- **Required work**
Revise the rows below by replacing every occurrence of "biggest circle" with "largest circle", leaving all other text unchanged.
****************************************
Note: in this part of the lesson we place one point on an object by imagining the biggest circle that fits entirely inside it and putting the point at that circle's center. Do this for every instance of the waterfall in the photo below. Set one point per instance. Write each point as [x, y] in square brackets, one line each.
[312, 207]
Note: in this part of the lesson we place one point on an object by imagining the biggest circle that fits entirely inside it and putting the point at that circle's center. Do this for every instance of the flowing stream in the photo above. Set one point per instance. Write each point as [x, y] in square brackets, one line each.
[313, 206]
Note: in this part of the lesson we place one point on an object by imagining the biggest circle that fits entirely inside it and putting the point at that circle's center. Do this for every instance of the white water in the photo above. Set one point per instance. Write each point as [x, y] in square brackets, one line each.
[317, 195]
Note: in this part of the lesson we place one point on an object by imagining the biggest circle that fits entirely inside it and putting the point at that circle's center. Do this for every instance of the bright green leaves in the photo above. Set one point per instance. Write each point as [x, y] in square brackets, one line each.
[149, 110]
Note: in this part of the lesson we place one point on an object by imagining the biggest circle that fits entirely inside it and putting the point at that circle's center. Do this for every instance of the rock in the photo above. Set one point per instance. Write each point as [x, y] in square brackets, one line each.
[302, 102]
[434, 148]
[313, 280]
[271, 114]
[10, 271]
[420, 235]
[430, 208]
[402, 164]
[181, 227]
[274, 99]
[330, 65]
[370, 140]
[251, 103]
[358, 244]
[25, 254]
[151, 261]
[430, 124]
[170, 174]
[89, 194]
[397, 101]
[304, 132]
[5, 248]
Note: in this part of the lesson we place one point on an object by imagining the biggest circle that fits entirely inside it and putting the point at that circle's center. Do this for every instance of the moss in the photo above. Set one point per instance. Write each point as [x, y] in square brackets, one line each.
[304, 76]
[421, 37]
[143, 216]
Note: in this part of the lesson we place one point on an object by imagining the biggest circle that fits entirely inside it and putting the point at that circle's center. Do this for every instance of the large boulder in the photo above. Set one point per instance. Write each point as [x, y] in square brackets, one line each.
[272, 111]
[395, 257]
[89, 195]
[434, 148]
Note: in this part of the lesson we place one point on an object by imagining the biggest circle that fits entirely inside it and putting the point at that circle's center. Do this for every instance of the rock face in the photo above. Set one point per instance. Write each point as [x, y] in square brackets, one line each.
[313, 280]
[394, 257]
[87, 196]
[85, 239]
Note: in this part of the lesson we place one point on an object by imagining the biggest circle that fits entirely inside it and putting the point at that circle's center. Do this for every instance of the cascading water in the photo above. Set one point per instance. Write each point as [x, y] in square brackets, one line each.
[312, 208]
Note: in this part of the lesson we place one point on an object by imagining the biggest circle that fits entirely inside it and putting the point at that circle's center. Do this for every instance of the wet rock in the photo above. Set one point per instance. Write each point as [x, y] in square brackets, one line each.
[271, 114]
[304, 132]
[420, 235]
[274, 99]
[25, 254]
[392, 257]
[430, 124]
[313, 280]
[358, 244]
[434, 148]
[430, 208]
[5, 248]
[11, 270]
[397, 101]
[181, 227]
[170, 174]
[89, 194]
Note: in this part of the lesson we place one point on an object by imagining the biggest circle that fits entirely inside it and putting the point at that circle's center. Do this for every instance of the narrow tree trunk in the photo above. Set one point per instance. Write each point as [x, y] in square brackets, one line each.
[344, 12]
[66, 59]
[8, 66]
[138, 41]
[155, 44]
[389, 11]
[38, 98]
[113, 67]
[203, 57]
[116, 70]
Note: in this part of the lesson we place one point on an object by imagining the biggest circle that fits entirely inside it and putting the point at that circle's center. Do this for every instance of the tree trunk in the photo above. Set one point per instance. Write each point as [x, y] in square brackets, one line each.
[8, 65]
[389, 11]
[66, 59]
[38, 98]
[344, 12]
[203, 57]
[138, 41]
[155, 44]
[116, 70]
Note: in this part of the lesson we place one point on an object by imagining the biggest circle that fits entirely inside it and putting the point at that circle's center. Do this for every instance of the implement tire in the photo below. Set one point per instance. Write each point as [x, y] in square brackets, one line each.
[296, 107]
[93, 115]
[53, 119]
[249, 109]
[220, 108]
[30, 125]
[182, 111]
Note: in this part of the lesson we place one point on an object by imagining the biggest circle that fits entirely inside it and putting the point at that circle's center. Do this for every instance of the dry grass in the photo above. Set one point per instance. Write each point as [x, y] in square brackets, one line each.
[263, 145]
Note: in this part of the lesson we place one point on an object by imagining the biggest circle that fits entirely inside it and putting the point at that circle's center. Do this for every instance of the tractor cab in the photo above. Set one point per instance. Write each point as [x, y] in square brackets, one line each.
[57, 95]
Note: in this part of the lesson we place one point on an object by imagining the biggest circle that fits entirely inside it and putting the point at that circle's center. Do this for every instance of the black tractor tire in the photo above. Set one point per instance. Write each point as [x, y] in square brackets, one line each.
****************************************
- **Written answer**
Note: in this part of the lesson we place one point on an object by imagining the largest circle that fits entirely inside it and putting the point at that circle's center. Do this for every instance of the waterfall in the photo below. Set one point per instance. Write each point as [x, y] in square brackets, one line each.
[312, 207]
Note: in this part of the lesson we place one point on an object by imagining the largest circle that fits entirely inside it and putting the point at that circle's center. Do this for every instance of the flowing stream in the photo above. Set one point per instance. Write each point as [x, y] in square brackets, one line each.
[313, 206]
Note: in this part of the lesson we place one point on an object by imagining the largest circle that fits entirely inside it and putting the point at that circle's center. Do this for every instance of the white water in the photo above. Set one point per instance. Write each point as [x, y] in square brackets, one line each.
[317, 195]
Note: in this part of the lesson we place one point on an object by imagining the largest circle that fits entirely inside it and putting the point at that circle's center. Do this for every instance of the bright green leaves in the photo above. Set one point per instance. Write each point as [x, y] in square brackets, one line each.
[149, 110]
Note: in this part of the lesson we place one point on an object by imagining the largest circle that fits entirely inside it and putting the point at that circle's center. Do this for every instance of the rock in the photo above. Set one point per instance. Write each point as [x, y] in square brackets, one line each.
[302, 102]
[434, 148]
[313, 280]
[271, 114]
[10, 271]
[420, 235]
[430, 208]
[402, 164]
[181, 227]
[274, 99]
[330, 65]
[370, 140]
[251, 103]
[358, 244]
[25, 254]
[151, 261]
[430, 124]
[170, 174]
[89, 194]
[397, 101]
[304, 132]
[5, 248]
Note: in this part of the lesson we place one point on an object by imagining the largest circle that fits entirely inside it and putting the point at that circle's center. Do this for every instance of the moss in the photo above. Set one point per instance. Write each point as [x, y] in square brackets, one line each.
[304, 76]
[421, 37]
[143, 216]
Note: in this part of the lesson we place one point on an object by imagining the largest circle that fits entirely inside it and putting the point at that circle's center. Do this for every instance of the large boulder in the photo above. Set one point per instance. Write each point as [x, y] in square brackets, one line each.
[272, 111]
[395, 257]
[89, 195]
[434, 148]
Note: in this part of the lesson we place one point on an object by imagining the largest circle that fits entirely inside it and putting the point at that circle's center. Do this for every instance of the rock face in the photo above. Set one point per instance. Write each point as [x, y] in square brackets, one line each.
[313, 280]
[394, 257]
[87, 196]
[85, 239]
Note: in this part of the lesson we place one point on an object by imagining the largest circle that fits entirely inside it and putting the point at that circle's center. Do this for every instance of the cascading water in the photo above. Set one point per instance. Write each point as [x, y] in square brackets, one line each.
[312, 208]
Note: in this part of the lesson we place one point on an object by imagining the largest circle that fits entirely inside it and putting the point at that circle's center. Do this for every instance of the wet rock in the photo above. Set one point per instance. Write each point as [x, y] in square brackets, one line each.
[271, 114]
[304, 132]
[420, 235]
[274, 99]
[25, 254]
[392, 257]
[430, 124]
[313, 280]
[358, 244]
[434, 148]
[430, 208]
[5, 248]
[11, 270]
[397, 101]
[181, 227]
[170, 174]
[89, 194]
Note: in this part of the lesson we place one point on an object by imagining the largest circle that fits entirely inside it and putting the point at that circle's center. Do this for every instance of the narrow tree trunk in the photo above. Set one point per instance. Write each point as [x, y] in square brackets, one line each.
[344, 12]
[66, 59]
[8, 66]
[138, 41]
[155, 44]
[389, 11]
[38, 98]
[113, 67]
[203, 57]
[116, 70]
Note: in this part of the lesson we place one point on an object by imagining the largest circle that fits entirely inside it and putting the point at that circle's center. Do this for every instance of the tree trunk in the photo above. Set one point per instance. Write each point as [x, y] in square brackets, one line each.
[8, 65]
[389, 11]
[66, 59]
[38, 98]
[344, 12]
[203, 57]
[138, 41]
[155, 44]
[116, 70]
Note: in this part of the lesson we place one point on an object by imagining the largest circle that fits entirely inside it and putting the point at that circle's center. Do this for every instance of the implement tire in the photo below. Set one point per instance. Write each point as [x, y] in square brackets, one line each.
[296, 107]
[93, 115]
[53, 119]
[249, 109]
[220, 108]
[30, 125]
[182, 111]
Note: in this part of the lesson we place one point on an object by imagining the largest circle that fits entirely inside it and putting the point at that circle's center. Do this for every instance of the dry grass in the photo above. Set one point per instance. Write each point as [x, y] in square brackets, one line each.
[263, 145]
Note: in this part of the lesson we place one point on an object by imagining the largest circle that fits entirely inside it and putting the point at that circle's center. Do this for every instance of the tractor cab in the photo above. Set one point per instance. Write each point as [x, y] in square brackets, one line each.
[57, 95]
Note: in this part of the lesson we place one point on an object by imagining the largest circle that fits entirely inside it and putting the point at that circle's center. Do this for every instance of the black tractor tire in the photo above. Set one point per instance. Write each point as [x, y] in square brackets, one line each.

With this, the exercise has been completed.